BEGIN EXCERPTED RECORDS

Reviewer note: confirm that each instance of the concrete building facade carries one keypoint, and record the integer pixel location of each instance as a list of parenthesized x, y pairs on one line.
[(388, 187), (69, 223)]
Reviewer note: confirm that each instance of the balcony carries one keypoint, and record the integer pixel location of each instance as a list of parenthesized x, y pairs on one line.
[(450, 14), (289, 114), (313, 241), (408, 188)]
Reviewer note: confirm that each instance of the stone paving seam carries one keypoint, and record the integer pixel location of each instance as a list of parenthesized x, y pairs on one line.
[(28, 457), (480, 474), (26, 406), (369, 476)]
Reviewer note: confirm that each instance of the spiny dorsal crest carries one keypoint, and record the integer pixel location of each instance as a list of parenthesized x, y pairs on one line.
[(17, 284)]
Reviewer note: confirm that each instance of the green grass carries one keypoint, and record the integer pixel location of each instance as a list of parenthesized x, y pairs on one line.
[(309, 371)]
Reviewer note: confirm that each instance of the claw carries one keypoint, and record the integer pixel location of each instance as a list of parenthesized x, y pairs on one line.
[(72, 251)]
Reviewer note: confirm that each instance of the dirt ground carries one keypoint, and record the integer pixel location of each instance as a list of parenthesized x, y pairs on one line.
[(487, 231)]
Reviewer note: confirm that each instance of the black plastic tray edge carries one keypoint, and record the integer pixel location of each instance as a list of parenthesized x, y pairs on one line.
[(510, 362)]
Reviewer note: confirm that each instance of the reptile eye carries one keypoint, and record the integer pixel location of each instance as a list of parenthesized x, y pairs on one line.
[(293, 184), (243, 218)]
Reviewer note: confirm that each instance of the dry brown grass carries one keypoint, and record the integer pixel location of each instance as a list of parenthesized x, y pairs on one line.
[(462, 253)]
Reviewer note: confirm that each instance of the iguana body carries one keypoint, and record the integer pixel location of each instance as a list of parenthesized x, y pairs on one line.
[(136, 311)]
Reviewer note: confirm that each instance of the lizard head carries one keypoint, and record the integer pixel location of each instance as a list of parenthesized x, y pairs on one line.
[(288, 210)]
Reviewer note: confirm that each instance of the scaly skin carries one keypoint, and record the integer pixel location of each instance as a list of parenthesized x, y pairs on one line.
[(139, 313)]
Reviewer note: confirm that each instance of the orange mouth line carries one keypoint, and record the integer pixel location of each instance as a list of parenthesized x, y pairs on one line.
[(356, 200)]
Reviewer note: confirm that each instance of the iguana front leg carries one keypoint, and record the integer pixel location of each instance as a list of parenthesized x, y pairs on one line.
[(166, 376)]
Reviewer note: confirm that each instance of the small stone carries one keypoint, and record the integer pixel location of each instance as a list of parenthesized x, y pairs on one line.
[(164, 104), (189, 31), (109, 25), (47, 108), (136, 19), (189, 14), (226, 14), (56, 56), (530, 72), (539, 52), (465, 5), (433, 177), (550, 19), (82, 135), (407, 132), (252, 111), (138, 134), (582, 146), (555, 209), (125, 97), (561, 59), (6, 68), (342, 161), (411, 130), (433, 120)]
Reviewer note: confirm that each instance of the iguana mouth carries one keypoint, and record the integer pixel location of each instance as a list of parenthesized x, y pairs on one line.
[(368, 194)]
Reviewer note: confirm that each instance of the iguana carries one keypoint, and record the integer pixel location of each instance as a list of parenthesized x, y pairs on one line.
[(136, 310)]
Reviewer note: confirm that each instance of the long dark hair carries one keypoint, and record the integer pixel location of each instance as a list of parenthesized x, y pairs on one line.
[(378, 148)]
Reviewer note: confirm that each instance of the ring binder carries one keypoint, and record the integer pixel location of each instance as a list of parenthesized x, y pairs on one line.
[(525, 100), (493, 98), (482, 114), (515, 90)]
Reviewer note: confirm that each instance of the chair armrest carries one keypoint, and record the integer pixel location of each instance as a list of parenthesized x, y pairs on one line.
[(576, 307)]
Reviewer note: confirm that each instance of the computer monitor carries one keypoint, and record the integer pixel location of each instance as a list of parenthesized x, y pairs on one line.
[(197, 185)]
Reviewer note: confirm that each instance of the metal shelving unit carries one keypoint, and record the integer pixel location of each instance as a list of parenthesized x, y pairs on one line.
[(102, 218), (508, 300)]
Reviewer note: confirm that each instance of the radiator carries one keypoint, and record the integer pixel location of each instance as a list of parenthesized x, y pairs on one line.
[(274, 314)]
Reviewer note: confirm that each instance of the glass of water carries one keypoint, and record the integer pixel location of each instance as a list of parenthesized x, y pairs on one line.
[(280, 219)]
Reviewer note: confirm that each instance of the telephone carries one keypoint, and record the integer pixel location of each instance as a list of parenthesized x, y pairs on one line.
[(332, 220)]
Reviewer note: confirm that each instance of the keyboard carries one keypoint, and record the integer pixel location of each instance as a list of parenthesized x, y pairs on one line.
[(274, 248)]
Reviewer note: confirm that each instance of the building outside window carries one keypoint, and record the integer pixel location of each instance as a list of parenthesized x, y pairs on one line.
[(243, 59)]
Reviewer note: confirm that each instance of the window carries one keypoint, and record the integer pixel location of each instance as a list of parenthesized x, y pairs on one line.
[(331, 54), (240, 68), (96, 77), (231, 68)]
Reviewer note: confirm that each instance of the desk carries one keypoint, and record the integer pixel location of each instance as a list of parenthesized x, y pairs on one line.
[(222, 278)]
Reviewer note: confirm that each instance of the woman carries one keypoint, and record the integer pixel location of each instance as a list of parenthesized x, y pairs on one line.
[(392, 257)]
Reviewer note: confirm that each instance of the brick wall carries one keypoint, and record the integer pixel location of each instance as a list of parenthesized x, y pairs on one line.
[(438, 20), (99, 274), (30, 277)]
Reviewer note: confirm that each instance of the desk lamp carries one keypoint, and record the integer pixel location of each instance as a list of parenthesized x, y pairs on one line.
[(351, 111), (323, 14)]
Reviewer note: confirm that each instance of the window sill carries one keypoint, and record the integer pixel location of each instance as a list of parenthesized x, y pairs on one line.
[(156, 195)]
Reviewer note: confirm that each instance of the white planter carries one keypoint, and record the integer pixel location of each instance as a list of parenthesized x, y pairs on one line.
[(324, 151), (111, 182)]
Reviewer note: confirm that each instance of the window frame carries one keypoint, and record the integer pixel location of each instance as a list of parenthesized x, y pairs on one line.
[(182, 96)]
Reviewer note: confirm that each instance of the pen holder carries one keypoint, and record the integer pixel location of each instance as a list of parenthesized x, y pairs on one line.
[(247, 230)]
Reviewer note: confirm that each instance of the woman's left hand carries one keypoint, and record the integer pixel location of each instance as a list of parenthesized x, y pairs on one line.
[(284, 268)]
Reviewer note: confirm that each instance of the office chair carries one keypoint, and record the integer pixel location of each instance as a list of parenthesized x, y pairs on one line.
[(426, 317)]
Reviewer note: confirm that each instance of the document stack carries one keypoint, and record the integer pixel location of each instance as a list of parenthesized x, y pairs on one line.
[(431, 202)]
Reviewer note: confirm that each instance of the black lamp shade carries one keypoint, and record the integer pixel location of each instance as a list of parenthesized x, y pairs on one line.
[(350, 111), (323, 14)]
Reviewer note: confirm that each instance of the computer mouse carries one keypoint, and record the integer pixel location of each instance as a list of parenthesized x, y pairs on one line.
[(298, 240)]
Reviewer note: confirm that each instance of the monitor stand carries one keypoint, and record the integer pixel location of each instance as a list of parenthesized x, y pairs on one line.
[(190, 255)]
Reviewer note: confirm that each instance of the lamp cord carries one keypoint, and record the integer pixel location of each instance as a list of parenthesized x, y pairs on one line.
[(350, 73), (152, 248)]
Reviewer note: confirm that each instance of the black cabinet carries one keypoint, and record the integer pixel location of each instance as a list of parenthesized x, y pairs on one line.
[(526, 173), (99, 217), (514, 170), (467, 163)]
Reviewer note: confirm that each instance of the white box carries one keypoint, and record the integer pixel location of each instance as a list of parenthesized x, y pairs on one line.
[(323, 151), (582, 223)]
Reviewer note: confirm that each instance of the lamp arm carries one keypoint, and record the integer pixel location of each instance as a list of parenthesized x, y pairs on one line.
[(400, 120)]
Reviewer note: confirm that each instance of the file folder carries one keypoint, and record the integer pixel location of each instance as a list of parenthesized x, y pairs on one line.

END EXCERPTED RECORDS

Recast the lines from the one containing "Reviewer note: confirm that each instance of the reptile" up to and including the one containing "[(293, 184), (243, 218)]" as a JSON list of strings, one string per line, leaving out blank lines.

→ EXERCISE RESULT
[
  "Reviewer note: confirm that each instance of the reptile eye carries one keypoint, and record the integer pixel location of each instance as a list of parenthesized x, y pairs on one line.",
  "[(293, 184), (243, 218)]"
]